Saved entries:
-*-

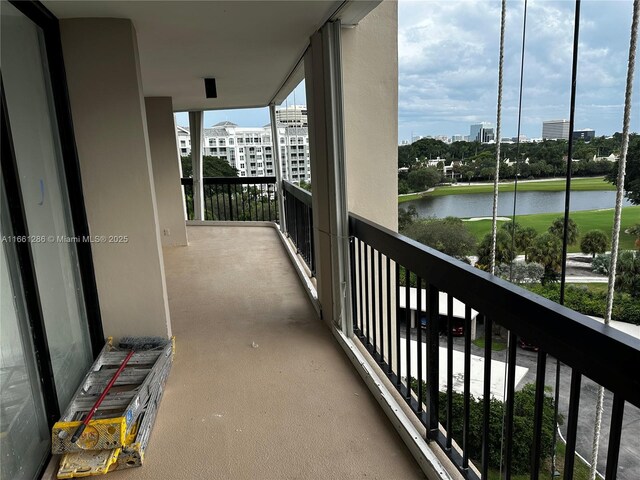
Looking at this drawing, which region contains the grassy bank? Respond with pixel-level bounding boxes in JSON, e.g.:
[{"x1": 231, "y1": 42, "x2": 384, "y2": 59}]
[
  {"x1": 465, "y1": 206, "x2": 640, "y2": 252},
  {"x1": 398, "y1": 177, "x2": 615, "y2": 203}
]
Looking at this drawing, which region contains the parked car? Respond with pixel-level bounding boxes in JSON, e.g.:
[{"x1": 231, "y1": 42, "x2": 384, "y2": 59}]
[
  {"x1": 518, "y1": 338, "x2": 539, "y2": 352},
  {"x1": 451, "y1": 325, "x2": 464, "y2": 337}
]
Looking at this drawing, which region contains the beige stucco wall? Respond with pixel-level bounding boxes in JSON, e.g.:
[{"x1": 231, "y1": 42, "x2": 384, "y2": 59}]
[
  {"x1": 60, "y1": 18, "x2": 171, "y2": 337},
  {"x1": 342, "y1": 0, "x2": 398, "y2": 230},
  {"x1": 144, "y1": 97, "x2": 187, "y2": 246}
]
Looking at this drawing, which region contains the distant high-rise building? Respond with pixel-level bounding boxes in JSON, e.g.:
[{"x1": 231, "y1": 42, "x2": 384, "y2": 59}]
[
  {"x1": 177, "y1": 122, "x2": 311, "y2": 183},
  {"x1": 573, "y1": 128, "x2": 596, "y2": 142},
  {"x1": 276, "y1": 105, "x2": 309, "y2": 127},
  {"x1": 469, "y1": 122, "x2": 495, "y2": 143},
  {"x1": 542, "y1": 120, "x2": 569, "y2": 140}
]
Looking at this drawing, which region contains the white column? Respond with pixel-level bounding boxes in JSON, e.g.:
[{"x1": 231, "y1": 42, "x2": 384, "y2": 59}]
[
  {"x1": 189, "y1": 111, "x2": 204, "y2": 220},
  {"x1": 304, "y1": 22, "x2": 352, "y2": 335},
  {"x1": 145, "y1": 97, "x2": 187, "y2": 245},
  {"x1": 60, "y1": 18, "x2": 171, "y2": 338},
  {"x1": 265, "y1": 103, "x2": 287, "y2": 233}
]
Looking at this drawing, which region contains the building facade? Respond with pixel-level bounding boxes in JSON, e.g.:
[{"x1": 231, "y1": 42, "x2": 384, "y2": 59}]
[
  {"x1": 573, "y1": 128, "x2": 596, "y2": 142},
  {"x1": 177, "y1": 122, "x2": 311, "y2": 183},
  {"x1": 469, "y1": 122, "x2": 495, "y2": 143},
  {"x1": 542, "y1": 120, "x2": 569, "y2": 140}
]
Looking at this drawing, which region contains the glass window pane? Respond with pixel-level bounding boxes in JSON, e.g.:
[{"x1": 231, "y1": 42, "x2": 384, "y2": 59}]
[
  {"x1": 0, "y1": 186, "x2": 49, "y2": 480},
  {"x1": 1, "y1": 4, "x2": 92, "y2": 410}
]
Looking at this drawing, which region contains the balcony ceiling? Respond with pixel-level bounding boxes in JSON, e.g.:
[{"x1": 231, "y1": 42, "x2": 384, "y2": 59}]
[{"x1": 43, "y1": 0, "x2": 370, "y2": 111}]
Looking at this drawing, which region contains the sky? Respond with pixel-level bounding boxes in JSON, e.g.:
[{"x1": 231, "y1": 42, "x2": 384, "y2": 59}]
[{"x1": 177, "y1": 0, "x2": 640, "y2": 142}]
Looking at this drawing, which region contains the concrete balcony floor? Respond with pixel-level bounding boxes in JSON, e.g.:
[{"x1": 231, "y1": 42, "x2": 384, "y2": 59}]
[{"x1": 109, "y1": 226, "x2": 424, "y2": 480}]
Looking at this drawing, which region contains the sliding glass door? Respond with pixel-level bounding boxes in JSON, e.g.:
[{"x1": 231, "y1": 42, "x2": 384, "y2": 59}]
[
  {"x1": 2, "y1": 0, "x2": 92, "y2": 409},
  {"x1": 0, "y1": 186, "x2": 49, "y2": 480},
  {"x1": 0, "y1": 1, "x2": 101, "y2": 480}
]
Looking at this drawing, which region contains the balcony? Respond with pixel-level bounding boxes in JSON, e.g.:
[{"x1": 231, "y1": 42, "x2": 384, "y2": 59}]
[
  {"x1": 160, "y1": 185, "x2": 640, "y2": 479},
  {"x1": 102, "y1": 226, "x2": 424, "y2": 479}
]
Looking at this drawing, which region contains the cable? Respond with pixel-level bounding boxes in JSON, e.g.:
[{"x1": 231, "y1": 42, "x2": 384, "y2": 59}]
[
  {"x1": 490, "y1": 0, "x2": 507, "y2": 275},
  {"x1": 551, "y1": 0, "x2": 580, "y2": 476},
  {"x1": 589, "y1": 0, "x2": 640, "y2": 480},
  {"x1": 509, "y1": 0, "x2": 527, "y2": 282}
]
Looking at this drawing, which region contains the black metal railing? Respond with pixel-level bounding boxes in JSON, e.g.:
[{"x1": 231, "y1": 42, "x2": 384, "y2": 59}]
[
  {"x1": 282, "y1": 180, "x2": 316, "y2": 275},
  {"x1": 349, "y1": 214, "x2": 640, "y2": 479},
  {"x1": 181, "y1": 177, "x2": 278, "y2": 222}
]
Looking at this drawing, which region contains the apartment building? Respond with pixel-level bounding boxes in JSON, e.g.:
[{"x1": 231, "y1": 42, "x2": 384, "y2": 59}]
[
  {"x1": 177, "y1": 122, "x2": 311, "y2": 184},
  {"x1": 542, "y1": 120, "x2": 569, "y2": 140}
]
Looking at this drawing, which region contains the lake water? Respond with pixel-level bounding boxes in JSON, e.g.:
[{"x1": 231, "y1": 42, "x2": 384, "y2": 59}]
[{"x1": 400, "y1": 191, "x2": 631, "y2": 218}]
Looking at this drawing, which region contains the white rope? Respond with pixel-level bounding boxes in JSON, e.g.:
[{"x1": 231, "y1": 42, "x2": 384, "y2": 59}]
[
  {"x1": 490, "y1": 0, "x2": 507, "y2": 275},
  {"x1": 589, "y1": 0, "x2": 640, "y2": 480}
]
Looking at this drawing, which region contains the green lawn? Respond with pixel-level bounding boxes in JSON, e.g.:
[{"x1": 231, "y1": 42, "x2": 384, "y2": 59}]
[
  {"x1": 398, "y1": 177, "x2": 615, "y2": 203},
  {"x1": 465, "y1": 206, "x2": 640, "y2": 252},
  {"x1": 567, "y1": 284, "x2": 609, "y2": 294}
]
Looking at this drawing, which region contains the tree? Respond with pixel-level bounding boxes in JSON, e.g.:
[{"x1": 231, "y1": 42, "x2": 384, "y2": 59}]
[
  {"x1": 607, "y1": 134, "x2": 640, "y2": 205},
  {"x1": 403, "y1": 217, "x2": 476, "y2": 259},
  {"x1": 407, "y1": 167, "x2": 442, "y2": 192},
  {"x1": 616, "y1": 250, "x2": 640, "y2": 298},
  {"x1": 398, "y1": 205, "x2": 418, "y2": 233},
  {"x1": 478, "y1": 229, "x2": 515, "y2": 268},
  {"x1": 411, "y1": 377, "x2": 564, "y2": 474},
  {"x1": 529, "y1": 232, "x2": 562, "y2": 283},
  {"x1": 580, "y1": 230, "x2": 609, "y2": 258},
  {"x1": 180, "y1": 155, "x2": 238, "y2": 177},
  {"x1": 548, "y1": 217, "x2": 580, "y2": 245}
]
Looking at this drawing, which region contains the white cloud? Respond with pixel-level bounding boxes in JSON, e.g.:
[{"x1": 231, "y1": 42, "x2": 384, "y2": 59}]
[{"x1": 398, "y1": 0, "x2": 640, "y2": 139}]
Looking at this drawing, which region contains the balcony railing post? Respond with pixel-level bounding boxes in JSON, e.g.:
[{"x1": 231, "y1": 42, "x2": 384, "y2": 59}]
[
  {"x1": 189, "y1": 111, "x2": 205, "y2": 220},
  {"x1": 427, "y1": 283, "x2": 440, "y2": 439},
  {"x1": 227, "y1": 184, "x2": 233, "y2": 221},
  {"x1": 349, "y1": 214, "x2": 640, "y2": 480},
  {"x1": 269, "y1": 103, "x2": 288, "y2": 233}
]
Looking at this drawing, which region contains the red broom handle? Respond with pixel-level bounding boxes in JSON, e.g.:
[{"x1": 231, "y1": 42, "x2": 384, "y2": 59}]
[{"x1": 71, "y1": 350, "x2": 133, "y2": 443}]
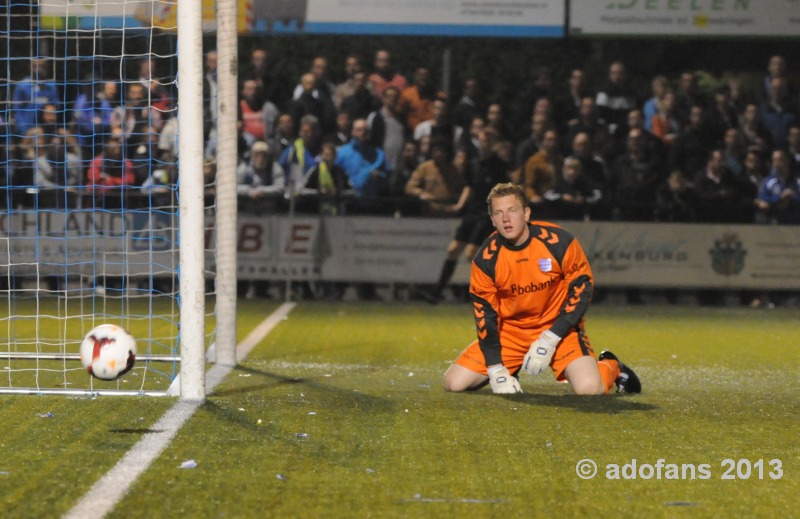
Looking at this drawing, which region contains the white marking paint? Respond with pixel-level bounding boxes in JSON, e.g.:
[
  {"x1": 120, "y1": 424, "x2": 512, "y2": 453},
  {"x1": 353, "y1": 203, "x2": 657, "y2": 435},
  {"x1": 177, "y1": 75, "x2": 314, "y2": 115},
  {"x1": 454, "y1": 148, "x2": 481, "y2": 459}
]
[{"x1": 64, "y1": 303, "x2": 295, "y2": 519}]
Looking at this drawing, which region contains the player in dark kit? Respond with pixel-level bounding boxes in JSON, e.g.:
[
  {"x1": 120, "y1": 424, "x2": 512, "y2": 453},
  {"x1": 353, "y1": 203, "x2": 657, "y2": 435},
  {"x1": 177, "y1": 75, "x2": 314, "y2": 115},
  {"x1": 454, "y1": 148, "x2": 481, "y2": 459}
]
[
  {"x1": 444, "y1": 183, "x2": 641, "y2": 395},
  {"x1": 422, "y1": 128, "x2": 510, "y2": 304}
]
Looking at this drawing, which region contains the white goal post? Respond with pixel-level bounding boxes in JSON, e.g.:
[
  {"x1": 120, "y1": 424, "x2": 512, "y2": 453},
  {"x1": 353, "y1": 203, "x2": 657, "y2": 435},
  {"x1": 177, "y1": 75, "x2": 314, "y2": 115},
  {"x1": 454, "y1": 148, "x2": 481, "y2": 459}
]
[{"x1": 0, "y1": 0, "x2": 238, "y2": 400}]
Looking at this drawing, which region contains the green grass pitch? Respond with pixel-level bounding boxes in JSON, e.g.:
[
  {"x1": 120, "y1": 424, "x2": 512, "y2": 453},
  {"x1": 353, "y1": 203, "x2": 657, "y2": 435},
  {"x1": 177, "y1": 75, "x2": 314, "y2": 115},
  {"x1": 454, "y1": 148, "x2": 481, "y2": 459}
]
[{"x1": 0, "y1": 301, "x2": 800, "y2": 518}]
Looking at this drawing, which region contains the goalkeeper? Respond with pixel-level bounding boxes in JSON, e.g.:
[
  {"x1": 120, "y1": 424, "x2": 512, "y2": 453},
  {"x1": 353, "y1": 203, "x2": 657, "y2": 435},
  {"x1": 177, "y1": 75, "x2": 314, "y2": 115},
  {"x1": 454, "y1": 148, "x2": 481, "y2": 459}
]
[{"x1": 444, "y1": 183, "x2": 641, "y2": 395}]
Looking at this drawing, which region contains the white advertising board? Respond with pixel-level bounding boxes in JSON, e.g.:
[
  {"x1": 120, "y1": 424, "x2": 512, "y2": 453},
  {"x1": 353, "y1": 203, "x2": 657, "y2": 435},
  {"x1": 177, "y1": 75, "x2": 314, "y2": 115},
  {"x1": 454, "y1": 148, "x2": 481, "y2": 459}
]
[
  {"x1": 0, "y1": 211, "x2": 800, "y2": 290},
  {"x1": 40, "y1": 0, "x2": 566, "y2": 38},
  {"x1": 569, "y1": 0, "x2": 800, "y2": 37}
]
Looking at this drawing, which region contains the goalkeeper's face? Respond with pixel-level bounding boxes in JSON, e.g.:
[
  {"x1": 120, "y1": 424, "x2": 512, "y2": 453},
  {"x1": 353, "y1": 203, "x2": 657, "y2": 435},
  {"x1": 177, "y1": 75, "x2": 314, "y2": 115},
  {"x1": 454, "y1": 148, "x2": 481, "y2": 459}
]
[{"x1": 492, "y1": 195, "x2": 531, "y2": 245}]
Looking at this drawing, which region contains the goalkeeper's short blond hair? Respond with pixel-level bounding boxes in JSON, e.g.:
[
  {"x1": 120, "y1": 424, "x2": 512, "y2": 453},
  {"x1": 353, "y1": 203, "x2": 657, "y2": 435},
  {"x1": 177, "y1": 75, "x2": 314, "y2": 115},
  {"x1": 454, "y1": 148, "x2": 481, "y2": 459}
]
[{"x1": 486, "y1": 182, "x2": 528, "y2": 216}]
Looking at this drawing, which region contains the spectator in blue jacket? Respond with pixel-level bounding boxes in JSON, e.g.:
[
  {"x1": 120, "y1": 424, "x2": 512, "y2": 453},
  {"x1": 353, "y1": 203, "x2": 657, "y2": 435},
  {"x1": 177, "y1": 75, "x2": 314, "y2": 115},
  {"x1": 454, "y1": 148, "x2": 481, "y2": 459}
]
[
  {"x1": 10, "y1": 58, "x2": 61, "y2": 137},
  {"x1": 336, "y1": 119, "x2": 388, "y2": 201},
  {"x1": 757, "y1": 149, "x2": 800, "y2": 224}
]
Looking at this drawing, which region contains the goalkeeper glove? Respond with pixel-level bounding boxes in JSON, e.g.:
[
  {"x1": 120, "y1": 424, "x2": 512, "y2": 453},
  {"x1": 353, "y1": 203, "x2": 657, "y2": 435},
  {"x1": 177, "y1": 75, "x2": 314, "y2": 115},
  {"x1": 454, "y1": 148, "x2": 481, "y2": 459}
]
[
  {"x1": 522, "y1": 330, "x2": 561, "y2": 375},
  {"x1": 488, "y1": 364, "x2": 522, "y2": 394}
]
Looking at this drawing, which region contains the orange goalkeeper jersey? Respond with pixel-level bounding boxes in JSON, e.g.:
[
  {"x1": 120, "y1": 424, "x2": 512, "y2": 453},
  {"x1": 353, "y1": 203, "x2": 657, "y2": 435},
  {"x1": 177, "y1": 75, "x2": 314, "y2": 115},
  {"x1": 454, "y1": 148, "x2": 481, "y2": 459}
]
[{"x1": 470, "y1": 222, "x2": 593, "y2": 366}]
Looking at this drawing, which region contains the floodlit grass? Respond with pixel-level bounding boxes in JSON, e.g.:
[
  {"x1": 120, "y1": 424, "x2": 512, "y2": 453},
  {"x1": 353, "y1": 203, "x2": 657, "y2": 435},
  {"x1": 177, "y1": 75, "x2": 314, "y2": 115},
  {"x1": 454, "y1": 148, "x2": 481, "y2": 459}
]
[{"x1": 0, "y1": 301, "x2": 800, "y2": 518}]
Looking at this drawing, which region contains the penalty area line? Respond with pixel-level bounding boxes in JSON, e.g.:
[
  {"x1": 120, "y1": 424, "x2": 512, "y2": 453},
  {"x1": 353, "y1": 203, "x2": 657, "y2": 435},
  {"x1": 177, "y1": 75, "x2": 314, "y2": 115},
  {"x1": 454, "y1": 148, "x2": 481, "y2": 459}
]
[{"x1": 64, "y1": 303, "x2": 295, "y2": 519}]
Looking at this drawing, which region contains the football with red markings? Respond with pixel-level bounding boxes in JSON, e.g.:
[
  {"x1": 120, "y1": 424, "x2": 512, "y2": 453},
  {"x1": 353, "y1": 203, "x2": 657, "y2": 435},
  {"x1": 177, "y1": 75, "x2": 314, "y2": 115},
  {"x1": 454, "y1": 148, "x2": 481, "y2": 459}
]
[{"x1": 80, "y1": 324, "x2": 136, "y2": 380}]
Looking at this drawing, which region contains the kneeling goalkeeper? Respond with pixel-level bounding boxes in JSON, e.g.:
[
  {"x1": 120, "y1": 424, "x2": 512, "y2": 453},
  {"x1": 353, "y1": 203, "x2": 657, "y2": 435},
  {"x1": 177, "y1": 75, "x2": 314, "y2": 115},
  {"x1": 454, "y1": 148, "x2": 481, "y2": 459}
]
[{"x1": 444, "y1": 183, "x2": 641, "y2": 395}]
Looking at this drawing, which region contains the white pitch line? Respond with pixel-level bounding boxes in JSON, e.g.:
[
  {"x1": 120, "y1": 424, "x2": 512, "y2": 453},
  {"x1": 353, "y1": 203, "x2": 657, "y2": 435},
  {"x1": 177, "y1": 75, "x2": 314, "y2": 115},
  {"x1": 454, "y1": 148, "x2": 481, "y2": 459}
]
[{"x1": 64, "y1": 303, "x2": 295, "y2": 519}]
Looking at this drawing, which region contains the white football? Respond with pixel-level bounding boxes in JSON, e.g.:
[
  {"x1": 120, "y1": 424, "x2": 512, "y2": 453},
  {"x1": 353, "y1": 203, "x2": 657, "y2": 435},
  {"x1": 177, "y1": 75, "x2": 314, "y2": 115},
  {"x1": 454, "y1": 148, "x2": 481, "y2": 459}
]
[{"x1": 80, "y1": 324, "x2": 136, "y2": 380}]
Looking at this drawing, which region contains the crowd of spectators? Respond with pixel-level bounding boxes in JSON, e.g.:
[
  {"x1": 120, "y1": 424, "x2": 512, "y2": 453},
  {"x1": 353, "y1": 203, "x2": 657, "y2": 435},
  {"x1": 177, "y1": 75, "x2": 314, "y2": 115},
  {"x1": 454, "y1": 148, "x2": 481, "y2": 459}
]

-*-

__Work to complete__.
From the line containing "Looking at this drawing, which region contains the football" to the last line of the material, please quote every line exactly and only those.

__Solution__.
Looking at this drawing, which region contains the football with red markings? Respond with pixel-level bounding boxes in JSON, e.g.:
[
  {"x1": 120, "y1": 424, "x2": 512, "y2": 453},
  {"x1": 353, "y1": 203, "x2": 657, "y2": 435},
  {"x1": 177, "y1": 75, "x2": 314, "y2": 115},
  {"x1": 454, "y1": 148, "x2": 481, "y2": 459}
]
[{"x1": 80, "y1": 324, "x2": 136, "y2": 380}]
Looking at this drawing, which region contains the kneeling goalkeeper? Respond with pixel-level bounding boxes in JSON, e.g.:
[
  {"x1": 120, "y1": 424, "x2": 512, "y2": 453},
  {"x1": 353, "y1": 203, "x2": 657, "y2": 435},
  {"x1": 177, "y1": 75, "x2": 314, "y2": 115},
  {"x1": 454, "y1": 148, "x2": 481, "y2": 459}
]
[{"x1": 444, "y1": 183, "x2": 641, "y2": 395}]
Looking at this drawing, which region contains the white pitch line? Respond with pixel-level bounding boxes in JSON, e.g.:
[
  {"x1": 120, "y1": 424, "x2": 512, "y2": 453},
  {"x1": 353, "y1": 203, "x2": 657, "y2": 435},
  {"x1": 177, "y1": 75, "x2": 314, "y2": 115},
  {"x1": 454, "y1": 148, "x2": 481, "y2": 459}
]
[{"x1": 64, "y1": 303, "x2": 295, "y2": 519}]
Looking at this drawing, which region contains the white football? Respond with pixel-level bounding boxes in JSON, e.g.:
[
  {"x1": 120, "y1": 424, "x2": 512, "y2": 453},
  {"x1": 353, "y1": 203, "x2": 657, "y2": 435},
  {"x1": 177, "y1": 75, "x2": 314, "y2": 115},
  {"x1": 454, "y1": 148, "x2": 481, "y2": 459}
]
[{"x1": 80, "y1": 324, "x2": 136, "y2": 380}]
Looking at this drawing, which region contains the crowd of spectators? Respond with pixel-level bounding boxes in JSON, e.g.:
[
  {"x1": 120, "y1": 424, "x2": 512, "y2": 453},
  {"x1": 353, "y1": 203, "x2": 657, "y2": 435},
  {"x1": 177, "y1": 75, "x2": 314, "y2": 115},
  {"x1": 454, "y1": 148, "x2": 481, "y2": 459}
]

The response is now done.